A secondary ternary content-addressable memory (TCAM) is programmed with a new regular expression to be added to a regular expression pattern set. Incoming data strings are processed against a primary TCAM programmed with the regular expression pattern set and against the secondary TCAM in parallel.
While the incoming data strings are processed against the primary TCAM and against the secondary TCAM in parallel, the regular expression pattern set is updated to add the new regular expression.

Description

    GOVERNMENT LICENSE RIGHTS
  • This invention was made with US government support under contract 2017-17013000002, awarded by the Intelligence Advanced Research Projects Activity (AIRPA). The government has certain rights in the invention.
  • BACKGROUND
  • With the advent of the Internet, computing devices with networking capability are potentially able to communicate with nearly any other computing device that is also connected to the Internet. Such ubiquitous communication capabilities have opened up usage scenarios and opportunities that were nearly unimaginable prior to the Internet. However, the Internet has proven to have drawbacks as well: nefarious users are now more easily able to penetrate local networks and access the computing devices connected to such networks, to both access the data stored on the computing devices and use the devices for their own malevolent purposes.
  • BRIEF DESCRIPTION OF THE DRAWINGS
  • FIG. 1 is a diagram depicting an example as to how a secondary ternary content-addressable memory (TCAM) programmed with a new regular expression can be used with a primary TCAM programmed with a regular expression pattern set for processing an input string.

### [SUPPLIED RECORDS]
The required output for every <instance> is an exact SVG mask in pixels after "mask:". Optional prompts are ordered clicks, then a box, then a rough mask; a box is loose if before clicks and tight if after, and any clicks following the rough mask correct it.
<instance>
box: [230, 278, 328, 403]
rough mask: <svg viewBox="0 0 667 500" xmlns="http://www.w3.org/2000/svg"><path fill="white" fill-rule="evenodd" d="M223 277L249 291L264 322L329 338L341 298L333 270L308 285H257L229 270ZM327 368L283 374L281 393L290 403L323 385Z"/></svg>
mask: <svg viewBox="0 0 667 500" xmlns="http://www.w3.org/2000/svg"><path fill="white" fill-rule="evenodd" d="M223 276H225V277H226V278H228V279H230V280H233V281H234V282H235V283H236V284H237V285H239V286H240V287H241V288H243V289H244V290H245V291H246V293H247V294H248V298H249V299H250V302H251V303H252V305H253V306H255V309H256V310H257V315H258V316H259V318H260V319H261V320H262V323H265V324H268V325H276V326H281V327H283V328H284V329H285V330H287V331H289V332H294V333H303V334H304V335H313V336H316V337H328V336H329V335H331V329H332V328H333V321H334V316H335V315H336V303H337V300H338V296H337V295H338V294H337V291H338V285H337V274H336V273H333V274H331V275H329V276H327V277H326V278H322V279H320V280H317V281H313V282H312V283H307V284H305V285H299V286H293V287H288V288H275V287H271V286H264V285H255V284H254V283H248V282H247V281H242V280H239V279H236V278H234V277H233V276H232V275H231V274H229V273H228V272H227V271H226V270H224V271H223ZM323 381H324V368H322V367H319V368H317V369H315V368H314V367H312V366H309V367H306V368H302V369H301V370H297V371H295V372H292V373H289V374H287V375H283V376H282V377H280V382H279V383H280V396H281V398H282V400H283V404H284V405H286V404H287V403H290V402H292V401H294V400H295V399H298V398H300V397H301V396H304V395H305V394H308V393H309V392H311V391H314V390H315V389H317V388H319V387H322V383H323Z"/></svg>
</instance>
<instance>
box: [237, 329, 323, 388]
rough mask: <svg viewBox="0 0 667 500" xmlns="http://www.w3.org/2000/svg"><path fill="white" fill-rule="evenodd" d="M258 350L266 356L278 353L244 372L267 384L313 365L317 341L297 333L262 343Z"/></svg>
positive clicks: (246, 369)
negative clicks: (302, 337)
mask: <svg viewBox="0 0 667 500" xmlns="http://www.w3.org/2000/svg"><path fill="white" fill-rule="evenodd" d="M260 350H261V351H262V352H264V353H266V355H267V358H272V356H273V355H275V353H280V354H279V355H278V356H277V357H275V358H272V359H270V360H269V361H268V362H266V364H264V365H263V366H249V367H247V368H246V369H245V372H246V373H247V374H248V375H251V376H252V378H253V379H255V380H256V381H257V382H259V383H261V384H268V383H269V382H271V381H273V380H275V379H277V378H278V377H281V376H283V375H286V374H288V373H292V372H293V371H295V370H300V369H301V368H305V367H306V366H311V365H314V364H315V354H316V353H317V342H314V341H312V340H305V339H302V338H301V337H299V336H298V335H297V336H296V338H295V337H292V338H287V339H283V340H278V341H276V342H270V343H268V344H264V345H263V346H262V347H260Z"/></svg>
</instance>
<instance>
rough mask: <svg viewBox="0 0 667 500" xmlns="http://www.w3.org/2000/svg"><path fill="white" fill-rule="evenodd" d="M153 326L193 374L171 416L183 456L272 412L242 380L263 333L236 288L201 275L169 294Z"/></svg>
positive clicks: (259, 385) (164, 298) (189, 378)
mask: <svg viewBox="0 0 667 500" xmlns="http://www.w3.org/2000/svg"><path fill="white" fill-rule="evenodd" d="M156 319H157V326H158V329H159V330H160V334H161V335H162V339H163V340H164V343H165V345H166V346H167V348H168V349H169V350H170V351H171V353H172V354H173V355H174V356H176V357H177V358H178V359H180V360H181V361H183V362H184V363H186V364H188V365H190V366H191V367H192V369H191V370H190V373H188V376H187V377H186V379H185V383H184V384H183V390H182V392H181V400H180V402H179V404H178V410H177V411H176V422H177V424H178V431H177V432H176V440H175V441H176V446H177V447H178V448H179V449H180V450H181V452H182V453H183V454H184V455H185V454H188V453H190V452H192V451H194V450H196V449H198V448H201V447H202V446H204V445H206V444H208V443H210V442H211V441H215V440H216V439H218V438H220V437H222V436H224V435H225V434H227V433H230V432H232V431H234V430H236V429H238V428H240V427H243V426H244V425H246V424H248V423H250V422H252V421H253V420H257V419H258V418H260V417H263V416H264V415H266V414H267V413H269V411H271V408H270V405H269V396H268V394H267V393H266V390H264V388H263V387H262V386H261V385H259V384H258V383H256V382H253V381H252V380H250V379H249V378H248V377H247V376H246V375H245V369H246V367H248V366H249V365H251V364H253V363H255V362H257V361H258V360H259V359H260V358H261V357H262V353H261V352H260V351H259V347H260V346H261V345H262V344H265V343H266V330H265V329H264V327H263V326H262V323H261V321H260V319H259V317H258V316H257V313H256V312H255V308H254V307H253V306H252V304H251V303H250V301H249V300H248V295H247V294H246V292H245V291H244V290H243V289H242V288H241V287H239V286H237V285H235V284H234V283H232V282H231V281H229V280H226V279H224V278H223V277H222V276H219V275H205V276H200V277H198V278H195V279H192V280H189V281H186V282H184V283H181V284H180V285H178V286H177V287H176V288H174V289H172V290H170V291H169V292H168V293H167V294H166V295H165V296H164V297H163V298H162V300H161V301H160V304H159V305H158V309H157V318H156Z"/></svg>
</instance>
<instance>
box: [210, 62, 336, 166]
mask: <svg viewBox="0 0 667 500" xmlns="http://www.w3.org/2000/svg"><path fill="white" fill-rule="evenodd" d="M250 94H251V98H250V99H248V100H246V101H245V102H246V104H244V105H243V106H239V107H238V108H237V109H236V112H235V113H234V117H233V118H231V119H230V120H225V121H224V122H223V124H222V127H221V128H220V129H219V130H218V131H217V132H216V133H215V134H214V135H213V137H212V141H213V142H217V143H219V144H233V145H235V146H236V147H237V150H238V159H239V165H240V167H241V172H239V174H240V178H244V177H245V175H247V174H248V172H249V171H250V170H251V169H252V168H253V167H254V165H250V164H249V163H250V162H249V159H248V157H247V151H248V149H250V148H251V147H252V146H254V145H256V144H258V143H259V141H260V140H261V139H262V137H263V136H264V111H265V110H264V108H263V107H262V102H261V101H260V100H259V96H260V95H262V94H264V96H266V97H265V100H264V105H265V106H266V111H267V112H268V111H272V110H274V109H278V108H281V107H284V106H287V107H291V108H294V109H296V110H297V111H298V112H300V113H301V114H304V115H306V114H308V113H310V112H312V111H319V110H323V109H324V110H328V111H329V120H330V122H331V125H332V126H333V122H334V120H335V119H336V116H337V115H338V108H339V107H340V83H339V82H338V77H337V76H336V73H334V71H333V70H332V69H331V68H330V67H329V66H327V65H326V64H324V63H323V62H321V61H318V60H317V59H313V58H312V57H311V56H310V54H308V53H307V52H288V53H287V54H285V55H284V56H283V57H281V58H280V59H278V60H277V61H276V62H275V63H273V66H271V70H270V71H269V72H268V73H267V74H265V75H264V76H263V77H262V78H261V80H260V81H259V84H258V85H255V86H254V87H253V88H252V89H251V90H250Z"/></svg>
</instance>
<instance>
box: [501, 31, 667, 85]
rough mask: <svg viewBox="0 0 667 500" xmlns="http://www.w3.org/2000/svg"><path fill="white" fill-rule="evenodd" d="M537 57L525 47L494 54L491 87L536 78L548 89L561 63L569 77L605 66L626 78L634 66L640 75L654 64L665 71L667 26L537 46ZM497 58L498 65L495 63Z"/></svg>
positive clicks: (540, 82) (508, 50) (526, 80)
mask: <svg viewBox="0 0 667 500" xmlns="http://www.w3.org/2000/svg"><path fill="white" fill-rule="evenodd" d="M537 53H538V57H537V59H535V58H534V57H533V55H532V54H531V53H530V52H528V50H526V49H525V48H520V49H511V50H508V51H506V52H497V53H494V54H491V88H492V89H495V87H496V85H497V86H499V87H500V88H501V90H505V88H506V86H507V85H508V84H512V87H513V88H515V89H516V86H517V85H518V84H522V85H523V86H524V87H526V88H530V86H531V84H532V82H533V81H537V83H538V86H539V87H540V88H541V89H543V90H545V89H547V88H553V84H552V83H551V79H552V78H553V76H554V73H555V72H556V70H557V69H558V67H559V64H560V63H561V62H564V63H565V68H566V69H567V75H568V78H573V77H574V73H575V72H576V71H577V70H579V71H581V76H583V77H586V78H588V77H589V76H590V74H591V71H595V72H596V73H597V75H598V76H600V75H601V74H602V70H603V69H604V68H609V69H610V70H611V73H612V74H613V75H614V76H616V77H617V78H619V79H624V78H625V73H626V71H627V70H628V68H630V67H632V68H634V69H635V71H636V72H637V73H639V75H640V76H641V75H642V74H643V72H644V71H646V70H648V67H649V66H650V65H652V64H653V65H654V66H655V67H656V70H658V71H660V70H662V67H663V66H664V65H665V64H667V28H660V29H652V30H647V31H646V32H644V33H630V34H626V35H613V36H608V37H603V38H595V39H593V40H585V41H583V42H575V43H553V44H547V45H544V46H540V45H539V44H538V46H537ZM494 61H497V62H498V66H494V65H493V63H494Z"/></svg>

### [PARTS OF THE EXERCISE]
a) In the patent text on TCAM pattern updates, what is the secondary TCAM programmed with?
b) Output the lines of the rows from the first line up to and including the line with "box: [230, 278, 328, 403]" as a Markdown table with the columns Number and Line, leaving out blank lines.

### [RESPONSES BY ITEM NUMBER]
a) A new regular expression to be added to a regular expression pattern set.

b)
| Number | Line |
|---|---|
| 1 | The required output for every <instance> is an exact SVG mask in pixels after "mask:". Optional prompts are ordered clicks, then a box, then a rough mask; a box is loose if before clicks and tight if after, and any clicks following the rough mask correct it. |
| 2 | <instance> |
| 3 | box: [230, 278, 328, 403] |